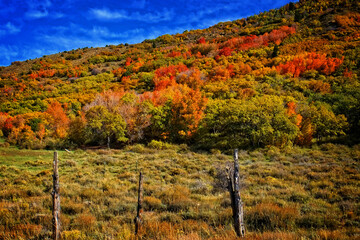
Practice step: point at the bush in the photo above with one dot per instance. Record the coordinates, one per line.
(269, 217)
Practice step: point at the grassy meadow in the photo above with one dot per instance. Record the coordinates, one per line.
(292, 193)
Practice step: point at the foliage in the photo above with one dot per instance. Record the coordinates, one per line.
(286, 76)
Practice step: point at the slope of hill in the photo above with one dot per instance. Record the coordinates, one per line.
(287, 76)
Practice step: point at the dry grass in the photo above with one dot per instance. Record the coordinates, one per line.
(294, 193)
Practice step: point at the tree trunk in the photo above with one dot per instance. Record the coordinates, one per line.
(56, 200)
(236, 203)
(138, 219)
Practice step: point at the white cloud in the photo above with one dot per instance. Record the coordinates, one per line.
(105, 14)
(8, 53)
(34, 14)
(140, 4)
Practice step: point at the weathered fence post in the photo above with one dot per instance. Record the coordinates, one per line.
(236, 203)
(56, 200)
(138, 219)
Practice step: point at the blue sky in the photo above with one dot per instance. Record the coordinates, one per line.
(32, 28)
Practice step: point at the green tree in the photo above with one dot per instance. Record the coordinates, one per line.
(103, 126)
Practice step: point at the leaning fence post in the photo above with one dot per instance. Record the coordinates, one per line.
(56, 200)
(138, 219)
(236, 203)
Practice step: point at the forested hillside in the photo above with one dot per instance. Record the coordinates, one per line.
(283, 77)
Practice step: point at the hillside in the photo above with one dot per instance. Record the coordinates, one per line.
(282, 86)
(296, 194)
(286, 76)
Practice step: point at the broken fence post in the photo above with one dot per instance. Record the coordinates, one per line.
(138, 219)
(56, 200)
(236, 203)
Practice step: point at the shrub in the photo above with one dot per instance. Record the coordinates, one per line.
(152, 203)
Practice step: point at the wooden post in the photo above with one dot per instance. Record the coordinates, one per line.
(56, 200)
(138, 219)
(236, 203)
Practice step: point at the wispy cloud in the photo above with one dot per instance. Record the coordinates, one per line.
(8, 54)
(37, 9)
(105, 14)
(75, 36)
(140, 4)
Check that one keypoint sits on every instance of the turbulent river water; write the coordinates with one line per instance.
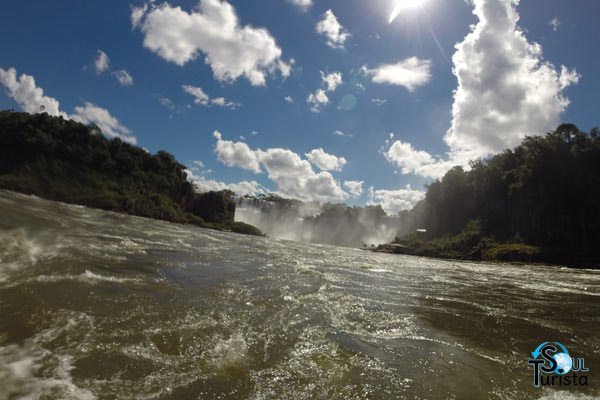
(100, 305)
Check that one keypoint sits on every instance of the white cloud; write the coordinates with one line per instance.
(236, 154)
(317, 100)
(293, 176)
(240, 188)
(506, 91)
(335, 33)
(303, 5)
(394, 201)
(340, 133)
(324, 161)
(212, 29)
(332, 80)
(410, 73)
(203, 99)
(124, 77)
(354, 187)
(416, 162)
(102, 62)
(166, 102)
(32, 100)
(109, 125)
(27, 95)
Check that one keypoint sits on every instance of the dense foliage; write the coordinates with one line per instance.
(63, 160)
(538, 201)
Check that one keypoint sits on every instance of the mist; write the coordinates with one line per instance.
(335, 224)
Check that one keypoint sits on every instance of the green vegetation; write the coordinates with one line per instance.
(538, 202)
(63, 160)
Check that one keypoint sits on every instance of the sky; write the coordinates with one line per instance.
(355, 101)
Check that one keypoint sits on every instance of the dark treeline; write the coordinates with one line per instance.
(64, 160)
(539, 201)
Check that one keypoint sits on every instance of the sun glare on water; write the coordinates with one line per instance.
(404, 5)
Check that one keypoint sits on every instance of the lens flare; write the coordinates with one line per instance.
(404, 5)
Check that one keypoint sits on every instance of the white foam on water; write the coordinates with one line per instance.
(30, 371)
(564, 395)
(228, 352)
(19, 249)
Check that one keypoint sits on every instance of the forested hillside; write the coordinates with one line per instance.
(539, 201)
(63, 160)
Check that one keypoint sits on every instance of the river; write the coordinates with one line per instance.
(101, 305)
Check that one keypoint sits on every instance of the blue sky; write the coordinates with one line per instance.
(318, 100)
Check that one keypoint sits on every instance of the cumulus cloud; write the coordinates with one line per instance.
(394, 201)
(303, 5)
(354, 188)
(102, 62)
(416, 162)
(240, 188)
(340, 133)
(410, 73)
(200, 97)
(28, 96)
(333, 31)
(109, 125)
(31, 99)
(332, 80)
(293, 176)
(317, 100)
(236, 154)
(124, 77)
(213, 30)
(324, 161)
(506, 91)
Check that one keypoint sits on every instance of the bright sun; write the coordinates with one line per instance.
(404, 5)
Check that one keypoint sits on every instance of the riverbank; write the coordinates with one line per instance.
(472, 245)
(62, 160)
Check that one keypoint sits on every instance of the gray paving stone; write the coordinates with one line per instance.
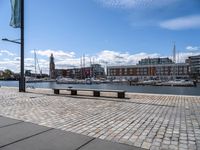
(18, 132)
(51, 140)
(105, 145)
(167, 119)
(7, 121)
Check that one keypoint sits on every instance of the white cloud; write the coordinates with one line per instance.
(193, 48)
(187, 22)
(2, 52)
(109, 57)
(135, 3)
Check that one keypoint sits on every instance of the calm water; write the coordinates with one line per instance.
(137, 89)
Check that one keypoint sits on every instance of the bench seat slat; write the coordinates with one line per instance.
(96, 92)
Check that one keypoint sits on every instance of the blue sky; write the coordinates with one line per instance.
(119, 32)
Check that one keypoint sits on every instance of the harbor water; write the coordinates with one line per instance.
(137, 89)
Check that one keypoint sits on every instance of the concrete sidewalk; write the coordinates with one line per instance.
(20, 135)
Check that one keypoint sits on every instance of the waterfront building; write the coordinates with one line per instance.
(155, 61)
(52, 67)
(160, 69)
(1, 73)
(94, 71)
(194, 63)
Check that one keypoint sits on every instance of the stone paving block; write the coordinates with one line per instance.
(167, 119)
(105, 145)
(18, 132)
(7, 121)
(51, 140)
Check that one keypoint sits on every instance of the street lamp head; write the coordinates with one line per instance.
(4, 39)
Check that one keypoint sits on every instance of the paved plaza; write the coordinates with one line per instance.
(142, 120)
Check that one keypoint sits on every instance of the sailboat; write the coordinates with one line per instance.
(34, 78)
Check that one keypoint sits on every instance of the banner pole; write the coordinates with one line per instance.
(22, 87)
▬▬▬▬▬▬
All records above should be duplicated exactly, with the pictures omitted.

Practice step: point at the bush in the photo above with one dot per instance. Record the coordinates, one per line.
(269, 217)
Practice step: point at the grassy meadow in the photo above with one dot per instance. Record the coordinates, one per line.
(292, 193)
Practice step: point at the foliage in the photo above with one dot per instance. Record the coordinates, one per line.
(286, 76)
Practice step: point at the slope of hill in the photo above with one dot per instance. Record the coordinates, one per line.
(287, 76)
Practice step: point at the dry grass in the photo above with one dot per instance. Record the coordinates, one per line.
(294, 193)
Practice step: point at the tree trunk in the photo above with one dot per instance. Record the coordinates, one per line.
(56, 200)
(236, 203)
(138, 219)
Practice step: point at the white cloud in the photo above with one dot per instance. Record the coordinates, one per line.
(105, 14)
(8, 53)
(34, 14)
(140, 4)
Practice step: point at the weathered fence post in the photo above with one dot per instance. Record the coordinates, one per line.
(236, 203)
(56, 200)
(138, 219)
Practice step: point at the blue sky in the photo above with one dot per instance. Record the coordinates, one per line.
(32, 28)
Practice step: point at the green tree in the photo above with one dot per instance. Record the coordinates, one per line.
(103, 126)
Practice step: point at the leaning fence post in the photo above with one dot per instance. Record the coordinates, one per line.
(56, 200)
(138, 219)
(236, 203)
Practice step: point at the forested hillside in the photo above with one dot per instance. Record the coordinates, one per line.
(283, 77)
Practice step: point at the hillside in the photo above with one dot per instance. Record the coordinates, one per line.
(282, 86)
(296, 194)
(286, 76)
Practice step: point at the broken fence post in the photo above with one dot per instance. Record the coordinates, one per line.
(138, 219)
(56, 200)
(236, 203)
Practice step: point at the shrub in the photo above with one dot per instance. Record the coordinates, one per line.
(152, 203)
Practice step: point at the wooden post in the photo above with one dot per instance. Record the coordinates, one per line.
(56, 200)
(138, 219)
(236, 203)
Practice step: point at the wispy cloud in the photo above with one dot per instance. Record the coordinates, one per line.
(8, 54)
(37, 9)
(105, 14)
(75, 36)
(140, 4)
Check that one keypoint sits on every instance of the turbulent river water; write the coordinates with one line per instance.
(100, 305)
Check that one keypoint sits on every instance of the white cloud; write the coordinates with one line per instance.
(236, 154)
(317, 100)
(293, 176)
(240, 188)
(506, 91)
(335, 33)
(303, 5)
(394, 201)
(340, 133)
(324, 161)
(212, 29)
(332, 80)
(410, 73)
(203, 99)
(124, 77)
(354, 187)
(416, 162)
(102, 62)
(166, 102)
(32, 100)
(109, 125)
(27, 95)
Check that one keypoint sits on every instance of the dense foliage; write the coordinates with one line per instance.
(63, 160)
(538, 201)
Check that one keypoint sits on every instance of the mist; write the coordinates with one line per instance.
(335, 224)
Check that one keypoint sits on every instance of the green vegetation; write the coordinates with one line per instance.
(538, 202)
(63, 160)
Check that one keypoint sits on every instance of the sky; write the coordinates with one line per instance.
(355, 101)
Check that one keypoint sits on every instance of the dark treeline; write the coordinates with one line per instance.
(64, 160)
(539, 201)
Check that one keypoint sits on every instance of the sun glare on water; write the coordinates with one line per instance.
(404, 5)
Check that one keypoint sits on every instance of the lens flare; write the coordinates with one line per instance.
(404, 5)
Check that one keypoint sits on every instance of the white foam on water; write the coordinates with one line per instance.
(30, 371)
(564, 395)
(228, 352)
(19, 249)
Check that one keypoint sits on every instance of the forested hillside; write the coordinates with one line per instance.
(539, 201)
(63, 160)
Check that one keypoint sits on every instance of the river; write the coordinates with one line per instance.
(101, 305)
Check that one keypoint sits on every instance of the blue sky; write the coordinates with one line per instance.
(318, 100)
Check that one keypoint sits on every instance of the cumulus cloud; write the coordinates with one line per instance.
(394, 201)
(303, 5)
(354, 188)
(102, 62)
(416, 162)
(240, 188)
(340, 133)
(410, 73)
(200, 97)
(28, 96)
(333, 31)
(109, 125)
(31, 99)
(332, 80)
(293, 176)
(317, 100)
(236, 154)
(124, 77)
(213, 30)
(324, 161)
(506, 91)
Check that one keypoint sits on every instance of the bright sun; write the coordinates with one line per instance.
(404, 5)
Check that one keypoint sits on every instance of the riverbank; write the coordinates with one line per instance.
(472, 245)
(62, 160)
Check that one keypoint sits on every instance of the gray paving stone; write the coordinates with one line per instance.
(18, 132)
(51, 140)
(105, 145)
(167, 119)
(7, 121)
Check that one keypoint sits on every instance of the white cloud; write the coordinates with one line per instance.
(193, 48)
(187, 22)
(2, 52)
(109, 57)
(135, 3)
Check that one keypoint sits on every instance of the calm water; write the coordinates with one line per instance.
(137, 89)
Check that one keypoint sits on every instance of the bench seat slat; write the coordinates with one line per instance.
(96, 92)
Check that one keypoint sits on every instance of the blue sky; write the coordinates with one line per instance.
(119, 32)
Check that one keypoint sits on every instance of the harbor water; write the coordinates with one line per instance.
(137, 89)
Check that one keypoint sits on every instance of the concrete sidewalk; write the coordinates with one line per instance.
(20, 135)
Check that one keypoint sits on every instance of the waterfront building; write the coordinates with one line per instance.
(155, 61)
(52, 67)
(160, 69)
(1, 73)
(94, 71)
(194, 63)
Check that one keypoint sits on every instance of the stone paving block; write the coordinates with one line per instance.
(167, 119)
(105, 145)
(18, 132)
(7, 121)
(51, 140)
Check that one keypoint sits on every instance of the street lamp head; write the coordinates with one line per instance.
(4, 39)
Check that one keypoint sits on every instance of the paved plaza; write the coordinates with one line per instance.
(142, 120)
Check that one keypoint sits on every instance of the sailboat; write the coordinates with one line per instance.
(34, 78)
Check that one keypoint sits on every instance of the banner pole; write the coordinates with one line per instance.
(22, 87)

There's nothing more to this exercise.